練習問題
1. 次の(a)〜(c)が大臣会見の本文の内容と合っているか、それぞれ「はい」か「いいえ」で答えてください。判断の根拠となる本文の語句をそのまま引用してください。
(a) シンボルマークの公募には706件の応募があった。
(b) シンボルマークの審査は日本経団連に依頼された。
(c) 日本経団連への要請は会見の前の週に行われた。
2. 大臣会見の本文の続きを書き、最後の文の後から会見を進めてください。

提示文
閣議後記者会見概要

H20.07.01(火)10:36~10:49 省内会見場

広報室

会見の詳細

閣議等について

大臣:
まず第一点は、厚生労働省改革の一環として、特にコーポレートアイデンティティを高め、組織としてのガバナンスを高める趣旨からシンボルマークの作成を行っておりまして、3月から公募を行っておりましたが、この度厚生労働省のシンボルマークが決定いたしました。お手元に資料があると思いますが、大阪府豊中市の日高美明さんの作品が選ばれました。そして優秀作品に米田範行さんの作品、佳作の3作品として田代精一さん、深川重一さん、濱常治さんの作品が決まりました。公募につきまして実に706件のご応募をいただきまして、選考にあたりましては「人生85年ビジョン懇談会」のメンバーに審査をお願いいたしました。数多くのご応募をいただきまして御礼を申し上げたいと思います。そしてこのシンボルマークの活用につきましては、様々な形での利用を考えております。 それから二点目ですが、昨日の午後、日本経団連に対して年長フリーターをはじめとする若年者の採用の拡大に関する要請を行いました。この要請は4月に政府として取りまとめました「成長力強化の早期実施策」を踏まえて、就職氷河期に正社員になれなかった年長フリーターの数が高止まりしている中で、これらの若者の雇用・生活の安定を図ることは、社会全体としての人的資本の蓄積や少子化対策の観点からも重要な課題であるという認識の下に、改正雇用対策法に基づいて応募資格を新卒者だけではなくて、既卒者へ解放することなどによって、年長フリーターをはじめとする若年者の採用の拡大について取り組みを、強化していただくようにお願いをいたしました。日本経団連からは、全員参加型社会を目指すという問題意識の下で、新卒者以外の若年者の応募の機会が限られる中で、潜在能力や適性なども適切に評価し、企業の実状に即して、意欲のある若者に就業の機会を提供していくことが必要であること、今回の要請内容について、傘下企業に周知していくことなどについて発言がなされました。厚生労働省としても、経済界における積極的な取組を期待するとともに、新雇用戦略に基づき就職氷河期に正社員になれなかった若者の安定雇用を実現するために支援を充実したいと思っております。

データ抜粋
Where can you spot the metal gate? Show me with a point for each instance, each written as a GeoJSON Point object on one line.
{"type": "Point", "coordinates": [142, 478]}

練習問題の解答
1.
(a) はい。「公募につきまして実に706件のご応募をいただきまして」
(b) いいえ。「選考にあたりましては「人生85年ビジョン懇談会」のメンバーに審査をお願いいたしました」
(c) いいえ。「昨日の午後、日本経団連に対して年長フリーターをはじめとする若年者の採用の拡大に関する要請を行いました」

2.
質疑

記者:
シンボルマークを作ることによって、大臣としてはどのような効果が期待できると考えていらっしゃいますか。
大臣:
これはメディア各局、各社もそうですが、あらゆる組織は、組織に対するアイデンティティを組織のメンバーが持ってもらう、そして自分たちの仕事に誇りを持ってもらう、何よりも責任の所在を明らかにする。そういう意味がありますので、例えば、バッジの形にするとか、いろいろ今後活用の仕方を考えますが、そういう意味で、改革に向かって国民のために仕事をしているという意識を向上させることを第一の目的にしています。
記者:
年金の関係なのですけれども、昨日、年金業務・組織再生会議が最終報告をまとめまして、9割が社会保険庁の職員の移行ということで、今までのずさんな体質が変わらないのではないかという批判も一部であります。今後、大臣の下に設立委員会が設置されて採用基準等を決めることになるかと思いますけれども、それへの対応とかどのような考えで臨まれるのかということを。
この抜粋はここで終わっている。